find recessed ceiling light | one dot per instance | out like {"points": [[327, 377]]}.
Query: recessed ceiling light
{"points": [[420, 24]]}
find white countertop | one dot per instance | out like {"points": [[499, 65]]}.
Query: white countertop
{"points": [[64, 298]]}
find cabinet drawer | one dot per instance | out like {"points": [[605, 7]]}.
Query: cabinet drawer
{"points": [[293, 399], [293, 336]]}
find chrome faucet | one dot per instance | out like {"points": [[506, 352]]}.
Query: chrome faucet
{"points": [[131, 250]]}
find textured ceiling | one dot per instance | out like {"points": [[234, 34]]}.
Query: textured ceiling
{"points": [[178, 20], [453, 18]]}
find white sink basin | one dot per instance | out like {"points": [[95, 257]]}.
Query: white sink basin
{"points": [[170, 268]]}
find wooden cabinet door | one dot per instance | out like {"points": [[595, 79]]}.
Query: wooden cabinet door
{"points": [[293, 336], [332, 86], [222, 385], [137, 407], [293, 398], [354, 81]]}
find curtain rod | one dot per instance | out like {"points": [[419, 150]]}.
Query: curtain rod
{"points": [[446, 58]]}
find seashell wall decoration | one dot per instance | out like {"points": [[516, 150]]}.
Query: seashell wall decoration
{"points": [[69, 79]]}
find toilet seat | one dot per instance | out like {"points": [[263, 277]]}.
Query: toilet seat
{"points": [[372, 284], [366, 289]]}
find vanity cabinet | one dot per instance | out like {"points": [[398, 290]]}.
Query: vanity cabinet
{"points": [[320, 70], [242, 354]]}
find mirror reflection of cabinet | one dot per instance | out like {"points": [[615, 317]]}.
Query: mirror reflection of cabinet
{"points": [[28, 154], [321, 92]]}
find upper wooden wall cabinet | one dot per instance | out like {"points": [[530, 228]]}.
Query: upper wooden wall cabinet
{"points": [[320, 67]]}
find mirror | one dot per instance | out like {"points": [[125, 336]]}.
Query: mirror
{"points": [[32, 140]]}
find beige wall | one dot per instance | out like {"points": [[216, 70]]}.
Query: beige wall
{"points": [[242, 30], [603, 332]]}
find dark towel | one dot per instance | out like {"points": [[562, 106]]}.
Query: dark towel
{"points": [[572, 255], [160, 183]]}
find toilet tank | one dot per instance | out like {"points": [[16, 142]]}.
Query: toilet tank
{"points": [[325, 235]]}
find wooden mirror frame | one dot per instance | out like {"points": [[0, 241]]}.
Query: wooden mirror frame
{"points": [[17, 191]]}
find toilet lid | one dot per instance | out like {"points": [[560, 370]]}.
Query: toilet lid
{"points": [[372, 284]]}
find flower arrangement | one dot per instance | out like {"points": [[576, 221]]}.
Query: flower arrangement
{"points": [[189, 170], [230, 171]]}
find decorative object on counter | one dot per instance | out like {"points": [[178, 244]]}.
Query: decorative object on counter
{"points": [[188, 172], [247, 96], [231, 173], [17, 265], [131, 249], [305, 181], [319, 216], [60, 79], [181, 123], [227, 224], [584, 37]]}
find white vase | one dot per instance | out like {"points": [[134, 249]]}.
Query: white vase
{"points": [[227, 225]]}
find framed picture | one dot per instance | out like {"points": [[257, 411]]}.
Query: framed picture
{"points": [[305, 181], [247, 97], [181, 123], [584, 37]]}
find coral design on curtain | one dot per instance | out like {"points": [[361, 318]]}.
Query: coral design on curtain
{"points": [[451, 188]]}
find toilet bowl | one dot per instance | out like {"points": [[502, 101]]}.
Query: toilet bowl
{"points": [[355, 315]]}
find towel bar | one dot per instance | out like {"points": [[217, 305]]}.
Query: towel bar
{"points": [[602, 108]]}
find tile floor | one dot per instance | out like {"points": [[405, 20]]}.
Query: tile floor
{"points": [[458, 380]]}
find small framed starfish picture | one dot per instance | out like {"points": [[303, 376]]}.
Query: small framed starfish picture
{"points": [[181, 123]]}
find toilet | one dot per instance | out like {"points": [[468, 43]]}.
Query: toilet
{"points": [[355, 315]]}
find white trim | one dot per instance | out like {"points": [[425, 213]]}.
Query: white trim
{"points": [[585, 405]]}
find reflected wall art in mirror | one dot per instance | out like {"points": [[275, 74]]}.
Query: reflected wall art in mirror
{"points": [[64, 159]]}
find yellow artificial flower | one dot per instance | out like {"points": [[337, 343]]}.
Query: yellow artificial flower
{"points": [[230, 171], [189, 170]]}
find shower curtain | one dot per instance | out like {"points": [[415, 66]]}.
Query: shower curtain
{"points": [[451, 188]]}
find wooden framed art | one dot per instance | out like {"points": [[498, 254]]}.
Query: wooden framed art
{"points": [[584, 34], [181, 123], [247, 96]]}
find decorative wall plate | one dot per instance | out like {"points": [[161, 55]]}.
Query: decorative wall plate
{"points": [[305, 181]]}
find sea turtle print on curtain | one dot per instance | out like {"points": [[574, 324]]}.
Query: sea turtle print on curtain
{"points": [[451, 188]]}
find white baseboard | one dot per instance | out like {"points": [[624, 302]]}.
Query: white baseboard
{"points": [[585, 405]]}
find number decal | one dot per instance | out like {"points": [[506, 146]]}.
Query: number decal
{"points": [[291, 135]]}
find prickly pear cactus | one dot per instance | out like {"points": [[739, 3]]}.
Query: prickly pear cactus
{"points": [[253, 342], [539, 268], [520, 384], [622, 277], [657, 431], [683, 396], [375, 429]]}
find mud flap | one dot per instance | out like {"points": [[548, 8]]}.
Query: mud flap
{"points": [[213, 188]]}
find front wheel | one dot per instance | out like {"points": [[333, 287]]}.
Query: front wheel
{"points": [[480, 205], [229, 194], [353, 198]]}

★ ★ ★ ★

*Stated problem*. Restate each record word for word.

*Exercise solution*.
find recessed ceiling light | one dot per instance | out like {"points": [[327, 377]]}.
Query: recessed ceiling light
{"points": [[420, 24]]}
find white countertop | one dot per instance | out like {"points": [[499, 65]]}.
Query: white countertop
{"points": [[64, 298]]}
find cabinet drawer | one dot per instance | out like {"points": [[605, 7]]}.
Query: cabinet drawer
{"points": [[293, 399], [293, 336]]}
find chrome faucet | one dot per instance | out like {"points": [[506, 352]]}.
Query: chrome faucet
{"points": [[131, 250]]}
find textured ceiling | one dot per instance | out like {"points": [[234, 34]]}.
Query: textured ceiling
{"points": [[178, 20], [453, 18]]}
find white sink basin | one dot per instance | out like {"points": [[95, 257]]}.
Query: white sink basin
{"points": [[170, 268]]}
find wooden cabinet door | one dot per instance | out like {"points": [[595, 79]]}.
Query: wooden cabinet door
{"points": [[293, 336], [332, 86], [222, 385], [137, 407], [293, 398], [354, 81]]}
find curtain rod | one dot per instance | out like {"points": [[419, 150]]}.
Query: curtain rod
{"points": [[446, 58]]}
find seashell wall decoration | one dot per instance | out like {"points": [[516, 150]]}.
Query: seashell wall decoration
{"points": [[69, 79]]}
find toilet seat | one dot per instance | out like {"points": [[263, 277]]}.
Query: toilet seat
{"points": [[372, 284], [366, 289]]}
find vanity cabinet | one dot per instance | out like {"points": [[398, 290]]}.
Query: vanity cabinet
{"points": [[320, 70], [242, 354]]}
find mirror reflection of cabinet | one dot per instance | out like {"points": [[615, 317]]}.
Query: mirror reflection of cabinet
{"points": [[28, 154], [321, 92]]}
find upper wooden wall cabinet | one dot per instance | out like {"points": [[530, 228]]}.
Query: upper wooden wall cabinet
{"points": [[320, 67]]}
find mirror | one dot per instance | out like {"points": [[125, 336]]}.
Query: mirror
{"points": [[32, 140]]}
find beige wall | one dot per instance | out like {"points": [[216, 70]]}.
Query: beige wall
{"points": [[242, 30], [603, 332]]}
find dark towel | one dot per instance | out like {"points": [[562, 106]]}.
Query: dark towel
{"points": [[572, 255], [160, 183]]}
find toilet tank | one dot per instance | out like {"points": [[16, 142]]}.
Query: toilet tank
{"points": [[325, 235]]}
find wooden mirror frame | one dot per instance | out like {"points": [[0, 241]]}.
Query: wooden mirror frame
{"points": [[17, 191]]}
find toilet lid | one dot per instance | out like {"points": [[560, 370]]}.
Query: toilet lid
{"points": [[372, 284]]}
find flower arrangement | one dot per instance | out like {"points": [[576, 221]]}.
Query: flower arrangement
{"points": [[189, 170], [230, 171]]}
find decorative object on counter | one dot per instance | out like {"points": [[178, 244]]}.
Query: decorative object on counter
{"points": [[188, 172], [247, 96], [231, 173], [17, 265], [131, 249], [305, 181], [319, 216], [60, 79], [181, 123], [227, 224], [584, 37]]}
find white vase | one dot per instance | out like {"points": [[134, 249]]}.
Query: white vase
{"points": [[227, 225]]}
find framed picture | one dot per instance | out like {"points": [[257, 411]]}.
Query: framed picture
{"points": [[305, 181], [247, 97], [181, 123], [584, 37]]}
find coral design on curtain | one dot per instance | out like {"points": [[361, 318]]}.
Query: coral design on curtain
{"points": [[451, 188]]}
find toilet bowl | one dot per instance | out like {"points": [[502, 101]]}.
Query: toilet bowl
{"points": [[355, 315]]}
find towel bar | one dot per instance | out like {"points": [[217, 305]]}.
Query: towel bar
{"points": [[602, 108]]}
find tile floor | one dot per instance | out like {"points": [[405, 20]]}.
Query: tile floor
{"points": [[458, 380]]}
find small framed starfish picture | one dot per instance | out like {"points": [[303, 376]]}.
Query: small framed starfish picture
{"points": [[181, 123]]}
find toilet | one dot per instance | out like {"points": [[468, 43]]}.
Query: toilet
{"points": [[355, 315]]}
find white trim | one dot per instance | out like {"points": [[425, 213]]}.
Query: white trim
{"points": [[585, 405]]}
find reflected wall art in mirror | one dot per instance | out like {"points": [[275, 74]]}.
Query: reflected wall art in mirror
{"points": [[64, 159]]}
find yellow artificial flower | one dot per instance | out like {"points": [[337, 343]]}.
Query: yellow artificial flower
{"points": [[230, 171], [189, 170]]}
find shower curtain | one dot per instance | out like {"points": [[415, 66]]}.
Query: shower curtain
{"points": [[451, 188]]}
find wooden framed art | one dot per instance | out like {"points": [[498, 254]]}.
Query: wooden framed art
{"points": [[584, 34], [181, 123], [247, 96]]}
find decorative wall plate | one dot per instance | out like {"points": [[161, 55]]}.
Query: decorative wall plate
{"points": [[305, 181]]}
find sea turtle print on curtain | one dot per instance | out like {"points": [[574, 324]]}.
Query: sea turtle print on curtain
{"points": [[451, 188]]}
find white baseboard | one dot per instance | out like {"points": [[624, 302]]}.
Query: white baseboard
{"points": [[585, 405]]}
find number decal | one dot per instance | out like {"points": [[506, 146]]}.
Query: number decal
{"points": [[291, 135]]}
find prickly pear cactus | one dot per instance | out like {"points": [[739, 3]]}.
Query: prickly pear cactus
{"points": [[253, 342], [539, 268], [520, 384], [622, 277], [657, 431], [683, 396], [375, 429]]}
find mud flap | one dot per instance | out like {"points": [[548, 8]]}.
Query: mud flap
{"points": [[213, 188]]}
find front wheel | one dot per instance | out like {"points": [[333, 287]]}.
Query: front wheel
{"points": [[480, 205], [229, 194], [353, 198]]}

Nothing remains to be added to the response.